* Exercise: Each record that follows should be duplicated exactly, except for its pictures.

* Data records:
-- Opening Marker --

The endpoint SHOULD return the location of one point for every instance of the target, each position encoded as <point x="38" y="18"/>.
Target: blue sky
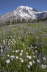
<point x="9" y="5"/>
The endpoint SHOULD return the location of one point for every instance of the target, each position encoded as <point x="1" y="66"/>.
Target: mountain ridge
<point x="23" y="14"/>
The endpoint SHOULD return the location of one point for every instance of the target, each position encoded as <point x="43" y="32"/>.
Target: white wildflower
<point x="34" y="56"/>
<point x="4" y="42"/>
<point x="28" y="66"/>
<point x="29" y="57"/>
<point x="38" y="60"/>
<point x="12" y="57"/>
<point x="20" y="54"/>
<point x="43" y="66"/>
<point x="33" y="62"/>
<point x="17" y="57"/>
<point x="8" y="55"/>
<point x="30" y="63"/>
<point x="17" y="51"/>
<point x="21" y="51"/>
<point x="21" y="60"/>
<point x="44" y="58"/>
<point x="26" y="53"/>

-- Closing Marker --

* Answer to the exercise:
The endpoint SHOULD return the location of one point for every instance of the target, each position encoded as <point x="38" y="18"/>.
Target: blue sky
<point x="9" y="5"/>
The endpoint SHOULD return the location of one point for every instance of the target, each position encoded as <point x="1" y="66"/>.
Target: mountain ridge
<point x="23" y="14"/>
The endpoint SHOULD return the location of one point for every instance of the target, each position encoded as <point x="43" y="32"/>.
Target: white wildflower
<point x="34" y="56"/>
<point x="4" y="42"/>
<point x="28" y="66"/>
<point x="29" y="57"/>
<point x="38" y="60"/>
<point x="12" y="57"/>
<point x="20" y="54"/>
<point x="43" y="66"/>
<point x="33" y="62"/>
<point x="17" y="57"/>
<point x="8" y="55"/>
<point x="30" y="63"/>
<point x="17" y="51"/>
<point x="21" y="51"/>
<point x="21" y="60"/>
<point x="44" y="58"/>
<point x="26" y="53"/>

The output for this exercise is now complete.